Express each line of the listing as a string in a JSON list, one string per line and blank lines omitted, starting at the first line of the listing and ending at the line that contains "top-left (230, 528), bottom-right (281, 576)", both included.

>>>

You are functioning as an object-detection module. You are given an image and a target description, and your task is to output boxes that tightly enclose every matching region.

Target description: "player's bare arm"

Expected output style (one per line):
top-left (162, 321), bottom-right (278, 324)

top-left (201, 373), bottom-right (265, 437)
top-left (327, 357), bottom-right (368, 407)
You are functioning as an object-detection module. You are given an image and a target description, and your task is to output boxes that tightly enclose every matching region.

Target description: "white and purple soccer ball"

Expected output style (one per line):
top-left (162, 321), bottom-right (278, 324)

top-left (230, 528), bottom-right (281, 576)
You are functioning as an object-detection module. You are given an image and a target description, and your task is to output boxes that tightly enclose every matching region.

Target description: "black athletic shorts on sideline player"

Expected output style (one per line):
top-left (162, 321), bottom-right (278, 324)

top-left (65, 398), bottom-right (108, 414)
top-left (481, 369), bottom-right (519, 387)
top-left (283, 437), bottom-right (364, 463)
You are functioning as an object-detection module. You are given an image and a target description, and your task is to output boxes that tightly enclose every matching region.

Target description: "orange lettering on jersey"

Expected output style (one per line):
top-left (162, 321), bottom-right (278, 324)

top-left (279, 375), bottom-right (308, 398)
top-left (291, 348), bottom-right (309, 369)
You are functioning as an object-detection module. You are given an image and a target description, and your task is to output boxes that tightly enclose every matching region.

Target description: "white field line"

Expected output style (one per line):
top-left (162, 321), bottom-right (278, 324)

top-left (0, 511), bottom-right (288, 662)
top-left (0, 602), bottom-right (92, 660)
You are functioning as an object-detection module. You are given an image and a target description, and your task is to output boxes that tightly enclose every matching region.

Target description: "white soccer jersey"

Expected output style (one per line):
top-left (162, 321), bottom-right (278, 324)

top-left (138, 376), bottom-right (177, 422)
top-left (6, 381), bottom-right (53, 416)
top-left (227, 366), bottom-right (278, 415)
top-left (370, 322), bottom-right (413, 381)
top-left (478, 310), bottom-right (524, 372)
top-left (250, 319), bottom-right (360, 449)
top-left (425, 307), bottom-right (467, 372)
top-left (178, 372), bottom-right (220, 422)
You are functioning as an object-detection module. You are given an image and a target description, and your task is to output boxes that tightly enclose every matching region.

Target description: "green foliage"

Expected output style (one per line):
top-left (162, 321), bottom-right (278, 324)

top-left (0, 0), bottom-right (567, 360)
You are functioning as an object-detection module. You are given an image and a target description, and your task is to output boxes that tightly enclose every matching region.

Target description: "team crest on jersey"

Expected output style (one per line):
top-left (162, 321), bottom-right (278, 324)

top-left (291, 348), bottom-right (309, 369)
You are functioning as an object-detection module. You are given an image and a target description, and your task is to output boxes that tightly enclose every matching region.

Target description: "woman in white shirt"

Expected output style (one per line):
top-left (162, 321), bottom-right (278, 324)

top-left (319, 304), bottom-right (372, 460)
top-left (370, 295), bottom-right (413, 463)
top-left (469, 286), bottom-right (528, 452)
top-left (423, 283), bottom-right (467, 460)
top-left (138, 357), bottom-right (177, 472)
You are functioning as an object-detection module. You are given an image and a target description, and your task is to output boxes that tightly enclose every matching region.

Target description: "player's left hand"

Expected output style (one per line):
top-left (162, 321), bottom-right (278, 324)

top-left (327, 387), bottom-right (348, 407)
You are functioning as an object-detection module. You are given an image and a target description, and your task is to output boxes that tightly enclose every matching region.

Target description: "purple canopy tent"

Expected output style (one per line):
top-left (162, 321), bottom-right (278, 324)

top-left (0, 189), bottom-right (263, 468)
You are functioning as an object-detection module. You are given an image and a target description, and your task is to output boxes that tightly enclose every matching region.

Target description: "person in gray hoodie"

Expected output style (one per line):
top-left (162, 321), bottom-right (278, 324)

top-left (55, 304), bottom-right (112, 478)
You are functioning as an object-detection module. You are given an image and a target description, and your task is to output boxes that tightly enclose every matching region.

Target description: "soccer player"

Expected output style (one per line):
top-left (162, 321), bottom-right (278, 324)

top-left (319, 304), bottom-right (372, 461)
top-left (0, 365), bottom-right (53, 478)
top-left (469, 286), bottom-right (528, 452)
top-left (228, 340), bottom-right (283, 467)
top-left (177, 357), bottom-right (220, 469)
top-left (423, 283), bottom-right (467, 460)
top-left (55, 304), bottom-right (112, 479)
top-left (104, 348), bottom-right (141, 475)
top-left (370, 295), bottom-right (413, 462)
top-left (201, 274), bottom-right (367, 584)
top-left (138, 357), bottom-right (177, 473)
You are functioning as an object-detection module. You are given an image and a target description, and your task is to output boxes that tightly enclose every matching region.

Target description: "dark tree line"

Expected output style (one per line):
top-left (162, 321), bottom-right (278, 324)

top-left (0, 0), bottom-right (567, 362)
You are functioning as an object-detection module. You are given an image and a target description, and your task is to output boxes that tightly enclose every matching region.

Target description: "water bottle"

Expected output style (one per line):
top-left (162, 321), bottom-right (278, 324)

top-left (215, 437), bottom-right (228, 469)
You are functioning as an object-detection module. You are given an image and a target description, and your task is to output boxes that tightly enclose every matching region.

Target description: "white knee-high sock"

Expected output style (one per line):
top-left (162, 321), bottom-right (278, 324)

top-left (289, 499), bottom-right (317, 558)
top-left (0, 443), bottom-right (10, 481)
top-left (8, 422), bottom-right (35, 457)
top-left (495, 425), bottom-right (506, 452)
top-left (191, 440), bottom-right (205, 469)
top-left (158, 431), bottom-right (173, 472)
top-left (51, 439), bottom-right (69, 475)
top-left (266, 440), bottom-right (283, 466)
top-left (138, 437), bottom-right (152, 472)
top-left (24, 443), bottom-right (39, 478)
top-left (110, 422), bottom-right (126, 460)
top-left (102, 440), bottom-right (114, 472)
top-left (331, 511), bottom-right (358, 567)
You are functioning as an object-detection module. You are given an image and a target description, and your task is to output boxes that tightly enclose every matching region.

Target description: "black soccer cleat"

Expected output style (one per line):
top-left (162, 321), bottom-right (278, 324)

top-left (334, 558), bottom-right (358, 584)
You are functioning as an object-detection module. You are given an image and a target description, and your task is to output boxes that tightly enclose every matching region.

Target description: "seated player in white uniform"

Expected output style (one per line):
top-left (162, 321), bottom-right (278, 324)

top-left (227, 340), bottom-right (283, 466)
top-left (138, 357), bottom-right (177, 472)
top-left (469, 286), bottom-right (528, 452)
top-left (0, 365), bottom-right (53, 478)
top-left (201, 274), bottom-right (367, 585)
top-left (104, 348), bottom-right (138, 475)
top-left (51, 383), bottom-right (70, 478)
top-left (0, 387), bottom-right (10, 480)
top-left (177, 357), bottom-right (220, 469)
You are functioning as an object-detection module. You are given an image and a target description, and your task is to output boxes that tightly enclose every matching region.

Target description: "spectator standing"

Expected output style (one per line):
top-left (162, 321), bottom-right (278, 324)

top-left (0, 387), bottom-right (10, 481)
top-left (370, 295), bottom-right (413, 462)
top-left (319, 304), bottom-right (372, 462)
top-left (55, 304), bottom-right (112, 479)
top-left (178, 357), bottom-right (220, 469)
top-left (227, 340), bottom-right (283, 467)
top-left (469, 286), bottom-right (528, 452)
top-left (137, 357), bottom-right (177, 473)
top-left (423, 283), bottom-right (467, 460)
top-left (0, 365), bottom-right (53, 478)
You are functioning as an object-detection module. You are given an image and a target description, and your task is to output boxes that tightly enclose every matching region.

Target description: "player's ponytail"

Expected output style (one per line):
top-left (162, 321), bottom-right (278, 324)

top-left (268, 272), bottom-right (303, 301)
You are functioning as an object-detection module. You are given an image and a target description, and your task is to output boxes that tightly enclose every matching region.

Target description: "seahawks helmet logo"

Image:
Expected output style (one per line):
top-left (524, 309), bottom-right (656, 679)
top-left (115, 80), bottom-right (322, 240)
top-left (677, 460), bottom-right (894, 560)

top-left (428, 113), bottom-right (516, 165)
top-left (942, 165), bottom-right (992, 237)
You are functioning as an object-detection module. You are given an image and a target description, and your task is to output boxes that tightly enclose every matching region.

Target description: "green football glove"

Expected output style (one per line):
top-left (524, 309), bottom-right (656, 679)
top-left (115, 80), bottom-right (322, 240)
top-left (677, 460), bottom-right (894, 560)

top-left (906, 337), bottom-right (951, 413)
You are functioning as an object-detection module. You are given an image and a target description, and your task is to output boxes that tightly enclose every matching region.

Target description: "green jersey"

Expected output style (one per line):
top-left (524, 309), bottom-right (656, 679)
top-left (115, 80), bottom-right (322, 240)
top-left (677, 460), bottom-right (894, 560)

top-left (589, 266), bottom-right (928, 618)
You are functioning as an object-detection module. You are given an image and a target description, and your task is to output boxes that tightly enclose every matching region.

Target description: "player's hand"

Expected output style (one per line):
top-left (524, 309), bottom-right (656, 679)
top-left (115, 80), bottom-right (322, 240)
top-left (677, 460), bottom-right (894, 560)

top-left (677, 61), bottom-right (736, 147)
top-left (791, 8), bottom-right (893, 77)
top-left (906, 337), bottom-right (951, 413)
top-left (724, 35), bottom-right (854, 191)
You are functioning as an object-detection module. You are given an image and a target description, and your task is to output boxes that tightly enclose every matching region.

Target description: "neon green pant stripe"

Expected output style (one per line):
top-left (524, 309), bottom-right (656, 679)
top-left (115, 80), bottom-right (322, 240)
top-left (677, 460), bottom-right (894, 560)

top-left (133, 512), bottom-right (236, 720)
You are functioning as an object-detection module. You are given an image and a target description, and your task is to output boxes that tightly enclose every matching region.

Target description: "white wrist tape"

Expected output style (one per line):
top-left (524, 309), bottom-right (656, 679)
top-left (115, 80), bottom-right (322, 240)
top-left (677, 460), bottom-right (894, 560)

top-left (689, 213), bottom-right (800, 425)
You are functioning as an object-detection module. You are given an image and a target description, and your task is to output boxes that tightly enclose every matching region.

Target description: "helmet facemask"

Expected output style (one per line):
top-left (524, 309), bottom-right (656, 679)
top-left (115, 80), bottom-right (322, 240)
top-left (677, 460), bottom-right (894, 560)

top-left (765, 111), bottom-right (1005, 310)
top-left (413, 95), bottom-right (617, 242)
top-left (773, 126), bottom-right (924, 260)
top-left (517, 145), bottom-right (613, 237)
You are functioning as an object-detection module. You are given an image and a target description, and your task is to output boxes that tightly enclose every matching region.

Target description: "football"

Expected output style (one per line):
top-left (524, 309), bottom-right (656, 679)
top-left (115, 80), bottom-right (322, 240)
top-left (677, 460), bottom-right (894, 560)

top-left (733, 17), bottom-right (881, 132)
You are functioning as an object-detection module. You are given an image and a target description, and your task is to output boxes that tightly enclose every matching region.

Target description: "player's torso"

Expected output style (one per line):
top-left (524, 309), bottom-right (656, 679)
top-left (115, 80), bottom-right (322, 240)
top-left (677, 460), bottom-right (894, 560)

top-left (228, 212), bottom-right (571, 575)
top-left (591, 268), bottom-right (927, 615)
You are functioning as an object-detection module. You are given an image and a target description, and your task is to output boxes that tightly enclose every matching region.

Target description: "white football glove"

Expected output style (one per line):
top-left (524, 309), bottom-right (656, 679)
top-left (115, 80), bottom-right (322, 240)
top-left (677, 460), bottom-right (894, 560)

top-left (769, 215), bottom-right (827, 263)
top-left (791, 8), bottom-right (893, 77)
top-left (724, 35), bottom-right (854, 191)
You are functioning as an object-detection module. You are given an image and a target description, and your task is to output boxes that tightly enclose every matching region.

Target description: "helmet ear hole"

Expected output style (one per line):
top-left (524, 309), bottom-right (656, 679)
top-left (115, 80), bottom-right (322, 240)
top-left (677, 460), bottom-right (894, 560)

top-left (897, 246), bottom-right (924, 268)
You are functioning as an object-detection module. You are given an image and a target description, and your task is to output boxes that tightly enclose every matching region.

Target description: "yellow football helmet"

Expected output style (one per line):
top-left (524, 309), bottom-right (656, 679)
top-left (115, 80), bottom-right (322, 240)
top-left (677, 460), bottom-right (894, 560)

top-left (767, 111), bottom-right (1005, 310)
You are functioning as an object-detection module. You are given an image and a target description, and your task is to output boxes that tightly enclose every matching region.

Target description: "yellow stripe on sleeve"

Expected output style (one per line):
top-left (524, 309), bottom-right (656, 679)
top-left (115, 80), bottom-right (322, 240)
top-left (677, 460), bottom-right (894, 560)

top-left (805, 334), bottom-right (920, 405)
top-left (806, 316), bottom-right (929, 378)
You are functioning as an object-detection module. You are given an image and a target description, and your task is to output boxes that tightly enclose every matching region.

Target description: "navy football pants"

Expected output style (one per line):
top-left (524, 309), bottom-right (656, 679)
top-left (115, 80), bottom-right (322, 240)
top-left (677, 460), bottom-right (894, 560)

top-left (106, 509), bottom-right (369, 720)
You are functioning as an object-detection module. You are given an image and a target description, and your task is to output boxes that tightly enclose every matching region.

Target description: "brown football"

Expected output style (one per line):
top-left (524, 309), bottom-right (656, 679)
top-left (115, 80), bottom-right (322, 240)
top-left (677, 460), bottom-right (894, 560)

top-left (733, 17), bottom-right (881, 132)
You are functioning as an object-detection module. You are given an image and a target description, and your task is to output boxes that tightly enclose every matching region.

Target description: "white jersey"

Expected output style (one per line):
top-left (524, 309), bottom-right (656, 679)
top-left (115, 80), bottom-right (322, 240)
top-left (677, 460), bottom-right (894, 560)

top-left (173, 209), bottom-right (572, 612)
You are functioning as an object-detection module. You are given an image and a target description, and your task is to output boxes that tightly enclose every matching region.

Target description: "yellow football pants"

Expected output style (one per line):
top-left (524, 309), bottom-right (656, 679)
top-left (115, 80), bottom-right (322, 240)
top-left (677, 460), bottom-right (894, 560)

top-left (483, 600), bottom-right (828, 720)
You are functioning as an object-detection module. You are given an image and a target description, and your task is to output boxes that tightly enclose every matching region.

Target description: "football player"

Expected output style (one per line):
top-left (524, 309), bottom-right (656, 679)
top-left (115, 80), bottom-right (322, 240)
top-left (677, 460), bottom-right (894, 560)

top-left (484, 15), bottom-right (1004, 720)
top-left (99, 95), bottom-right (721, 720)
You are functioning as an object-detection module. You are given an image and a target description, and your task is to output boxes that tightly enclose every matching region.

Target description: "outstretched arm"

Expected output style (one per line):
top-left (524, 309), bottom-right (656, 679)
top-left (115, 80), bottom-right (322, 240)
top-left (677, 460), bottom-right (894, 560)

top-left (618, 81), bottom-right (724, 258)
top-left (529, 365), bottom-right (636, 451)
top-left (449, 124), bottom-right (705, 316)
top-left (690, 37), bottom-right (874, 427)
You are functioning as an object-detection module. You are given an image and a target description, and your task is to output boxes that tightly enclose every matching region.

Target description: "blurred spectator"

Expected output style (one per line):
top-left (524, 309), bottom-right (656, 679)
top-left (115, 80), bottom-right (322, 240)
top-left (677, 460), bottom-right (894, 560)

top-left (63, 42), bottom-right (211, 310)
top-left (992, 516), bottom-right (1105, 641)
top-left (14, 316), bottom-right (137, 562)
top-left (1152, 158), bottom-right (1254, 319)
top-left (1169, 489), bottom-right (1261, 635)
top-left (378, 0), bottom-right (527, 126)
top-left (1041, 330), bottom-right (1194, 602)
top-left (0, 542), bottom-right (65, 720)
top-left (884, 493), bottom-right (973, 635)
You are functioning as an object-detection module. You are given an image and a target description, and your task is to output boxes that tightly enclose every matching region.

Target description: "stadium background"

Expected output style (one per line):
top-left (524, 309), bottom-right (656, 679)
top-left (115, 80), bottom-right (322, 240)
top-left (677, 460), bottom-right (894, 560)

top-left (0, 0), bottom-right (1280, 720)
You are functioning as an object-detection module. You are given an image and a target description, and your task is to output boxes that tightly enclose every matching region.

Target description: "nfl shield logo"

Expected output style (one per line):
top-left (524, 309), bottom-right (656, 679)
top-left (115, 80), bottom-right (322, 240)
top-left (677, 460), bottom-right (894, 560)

<<<

THE ANSWER:
[
  "You are functioning as an object-detection module. You are given an image and a target description, and your task is to output boxes that tightly enclose every matching region.",
  "Target description: \"player's bare arm\"",
  "Expected output style (one per line):",
  "top-left (162, 321), bottom-right (278, 324)",
  "top-left (201, 373), bottom-right (265, 437)",
  "top-left (327, 357), bottom-right (368, 407)",
  "You are functioning as an object-detection module. You are given an image and a target description, and your task is to output boxes that tightly enclose every matching region.",
  "Target description: \"white and purple soccer ball\"",
  "Expected output style (one per line):",
  "top-left (162, 321), bottom-right (278, 324)",
  "top-left (230, 528), bottom-right (281, 576)"
]